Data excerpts
------------------------------------------------------------

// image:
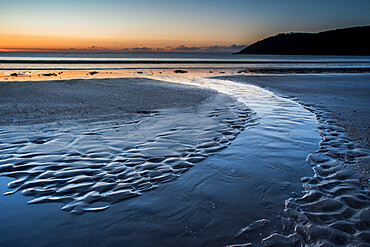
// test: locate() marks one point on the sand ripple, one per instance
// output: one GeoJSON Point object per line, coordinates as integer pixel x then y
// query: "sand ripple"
{"type": "Point", "coordinates": [335, 207]}
{"type": "Point", "coordinates": [90, 166]}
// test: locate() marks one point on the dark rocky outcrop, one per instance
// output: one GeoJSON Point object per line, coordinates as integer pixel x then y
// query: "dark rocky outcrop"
{"type": "Point", "coordinates": [347, 41]}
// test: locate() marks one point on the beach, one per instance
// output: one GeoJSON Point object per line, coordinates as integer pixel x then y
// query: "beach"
{"type": "Point", "coordinates": [38, 102]}
{"type": "Point", "coordinates": [185, 159]}
{"type": "Point", "coordinates": [343, 98]}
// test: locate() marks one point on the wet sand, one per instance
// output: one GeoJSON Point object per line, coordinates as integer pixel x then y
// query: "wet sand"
{"type": "Point", "coordinates": [93, 166]}
{"type": "Point", "coordinates": [343, 97]}
{"type": "Point", "coordinates": [37, 102]}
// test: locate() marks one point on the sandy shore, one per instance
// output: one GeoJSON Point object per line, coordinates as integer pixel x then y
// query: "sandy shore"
{"type": "Point", "coordinates": [37, 102]}
{"type": "Point", "coordinates": [344, 98]}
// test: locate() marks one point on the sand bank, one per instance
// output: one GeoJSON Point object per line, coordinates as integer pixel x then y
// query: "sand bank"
{"type": "Point", "coordinates": [346, 97]}
{"type": "Point", "coordinates": [343, 98]}
{"type": "Point", "coordinates": [38, 102]}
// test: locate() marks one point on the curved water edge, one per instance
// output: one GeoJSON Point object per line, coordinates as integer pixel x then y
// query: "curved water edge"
{"type": "Point", "coordinates": [111, 162]}
{"type": "Point", "coordinates": [261, 168]}
{"type": "Point", "coordinates": [335, 207]}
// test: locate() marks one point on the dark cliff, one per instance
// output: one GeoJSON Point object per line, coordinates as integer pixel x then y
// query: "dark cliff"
{"type": "Point", "coordinates": [347, 41]}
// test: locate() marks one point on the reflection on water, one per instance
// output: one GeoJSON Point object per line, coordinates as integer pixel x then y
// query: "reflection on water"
{"type": "Point", "coordinates": [207, 205]}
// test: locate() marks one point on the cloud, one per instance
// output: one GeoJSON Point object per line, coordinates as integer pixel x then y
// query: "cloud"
{"type": "Point", "coordinates": [215, 48]}
{"type": "Point", "coordinates": [219, 48]}
{"type": "Point", "coordinates": [141, 49]}
{"type": "Point", "coordinates": [186, 48]}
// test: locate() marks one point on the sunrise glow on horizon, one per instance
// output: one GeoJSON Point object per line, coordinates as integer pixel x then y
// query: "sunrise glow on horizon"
{"type": "Point", "coordinates": [112, 25]}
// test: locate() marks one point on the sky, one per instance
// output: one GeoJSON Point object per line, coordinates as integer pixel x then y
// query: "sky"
{"type": "Point", "coordinates": [170, 25]}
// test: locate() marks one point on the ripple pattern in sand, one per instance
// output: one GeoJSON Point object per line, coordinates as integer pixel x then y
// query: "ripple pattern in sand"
{"type": "Point", "coordinates": [335, 207]}
{"type": "Point", "coordinates": [110, 162]}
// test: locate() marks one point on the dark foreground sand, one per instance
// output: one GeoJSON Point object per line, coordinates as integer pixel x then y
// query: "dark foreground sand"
{"type": "Point", "coordinates": [35, 102]}
{"type": "Point", "coordinates": [346, 97]}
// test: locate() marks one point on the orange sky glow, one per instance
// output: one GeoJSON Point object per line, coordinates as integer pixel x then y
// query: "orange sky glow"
{"type": "Point", "coordinates": [119, 25]}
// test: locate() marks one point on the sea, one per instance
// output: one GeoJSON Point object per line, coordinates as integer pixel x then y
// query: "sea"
{"type": "Point", "coordinates": [75, 61]}
{"type": "Point", "coordinates": [273, 174]}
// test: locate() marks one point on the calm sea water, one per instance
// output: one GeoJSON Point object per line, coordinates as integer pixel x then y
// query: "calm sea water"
{"type": "Point", "coordinates": [53, 60]}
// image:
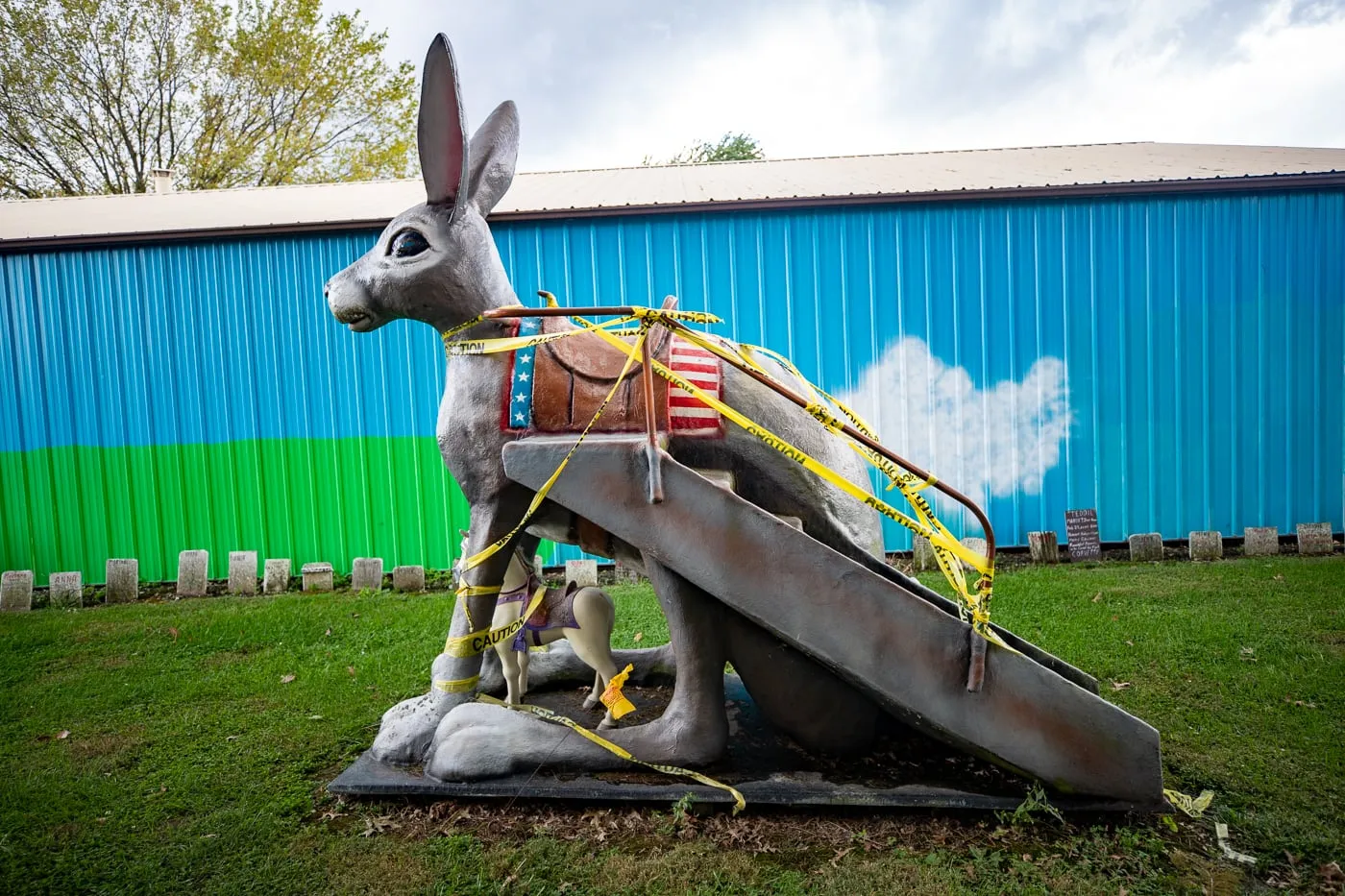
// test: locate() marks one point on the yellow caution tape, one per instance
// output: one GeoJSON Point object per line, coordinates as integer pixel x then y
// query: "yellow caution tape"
{"type": "Point", "coordinates": [612, 695]}
{"type": "Point", "coordinates": [480, 641]}
{"type": "Point", "coordinates": [457, 685]}
{"type": "Point", "coordinates": [541, 712]}
{"type": "Point", "coordinates": [1193, 806]}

------------------------------------------------------------

> _WHAT TO DO_
Print all the records again exactly; do not include any picture.

> _COMPLETED EXERCISE_
// image:
// test: locate() marks one point on the sand ripple, one per instance
// output: one GeoJSON Point object per line, coordinates as integer pixel x then y
// query: "sand ripple"
{"type": "Point", "coordinates": [335, 207]}
{"type": "Point", "coordinates": [90, 166]}
// test: locate() marks one point on the dark rocky outcrop, one per instance
// output: one GeoJSON Point object per line, coordinates as integer pixel x then y
// query: "dark rocky outcrop"
{"type": "Point", "coordinates": [347, 41]}
// test: locate() marks one point on the beach, one per instance
// output: one GeoJSON Point object per line, coordinates as integer pixel x then y
// query: "beach"
{"type": "Point", "coordinates": [38, 102]}
{"type": "Point", "coordinates": [185, 159]}
{"type": "Point", "coordinates": [343, 98]}
// test: locate() marks one point on the wet sand, one per instance
// output: one GeoJSON Point object per line, coordinates as integer pixel x then y
// query: "wet sand"
{"type": "Point", "coordinates": [93, 166]}
{"type": "Point", "coordinates": [343, 97]}
{"type": "Point", "coordinates": [37, 102]}
// test: locate() marks one point on the sandy shore, one per instance
// output: one GeoJSON Point object per line, coordinates as integer pixel x then y
// query: "sandy shore"
{"type": "Point", "coordinates": [37, 102]}
{"type": "Point", "coordinates": [344, 98]}
// test: locate() marks one point on the sand bank, one per instance
// output: one GeoJSON Point object per line, coordinates as integer pixel x then y
// query: "sand bank"
{"type": "Point", "coordinates": [346, 97]}
{"type": "Point", "coordinates": [343, 98]}
{"type": "Point", "coordinates": [38, 102]}
// test: locate() marks one point on the curved water edge, one per instance
// output: one GeoJSON Point object per line, coordinates as integer pixel x then y
// query: "curved water edge"
{"type": "Point", "coordinates": [111, 162]}
{"type": "Point", "coordinates": [261, 168]}
{"type": "Point", "coordinates": [335, 207]}
// test: locate() marks one point on the dark cliff, one per instance
// output: one GeoJSON Point object per line, coordinates as integer pixel x then y
// query: "dark cliff"
{"type": "Point", "coordinates": [347, 41]}
// test: locate() marks one point on the reflection on water, one per instance
// output: one GeoJSON Point object per line, coordinates as integer pixel x then y
// query: "reflection on water"
{"type": "Point", "coordinates": [207, 205]}
// test: locate() marks one point on the cloud, one per instance
// output: one GeoJSON Point object per line, coordinates as integer pixel x then y
// query: "cloud"
{"type": "Point", "coordinates": [215, 48]}
{"type": "Point", "coordinates": [219, 48]}
{"type": "Point", "coordinates": [141, 49]}
{"type": "Point", "coordinates": [186, 48]}
// test: locate() marks one point on the sunrise glow on horizon, one per instance
// output: one GeoJSON Point object per line, coordinates as integer pixel x then y
// query: "sunrise glow on horizon"
{"type": "Point", "coordinates": [112, 25]}
// test: locate() marks one point on the sky, one per instance
// output: one GeoJSON Point object per line, coordinates as integer pixel x then y
// query: "sky"
{"type": "Point", "coordinates": [170, 25]}
// test: locate() marks one point on the ripple pattern in sand, one per instance
// output: one GeoJSON Point object per line, coordinates as integer pixel x then y
// query: "ripple pattern in sand"
{"type": "Point", "coordinates": [335, 207]}
{"type": "Point", "coordinates": [110, 162]}
// test: locate() marks one point on the dark foreground sand, one per instance
// output: one GeoJSON Point object per line, coordinates as integer pixel x then y
// query: "dark foreground sand"
{"type": "Point", "coordinates": [35, 102]}
{"type": "Point", "coordinates": [346, 97]}
// test: locate() marks one point on the orange sky glow, one per instance
// output: one GeoJSON Point object per line, coordinates as integer pixel x then y
// query: "orange sky glow"
{"type": "Point", "coordinates": [119, 25]}
// test: locate() marks one point on the sea, one per instance
// output: one GeoJSON Point object per line, coordinates as integer pixel x then y
// query: "sea"
{"type": "Point", "coordinates": [75, 61]}
{"type": "Point", "coordinates": [273, 174]}
// test: locate() marks one point on the calm sea water, one per instance
// output: one GeoJSON Point object per line, coordinates as integer pixel x then y
// query: "calm sea water"
{"type": "Point", "coordinates": [53, 60]}
// image:
// test: locate() marks one point on the yellow caution tape, one per instance
// output: one GeoJSON Point object per line, coordinates as integer pixel x then y
// query: "yellow caution tape"
{"type": "Point", "coordinates": [612, 695]}
{"type": "Point", "coordinates": [480, 641]}
{"type": "Point", "coordinates": [457, 685]}
{"type": "Point", "coordinates": [541, 712]}
{"type": "Point", "coordinates": [1193, 806]}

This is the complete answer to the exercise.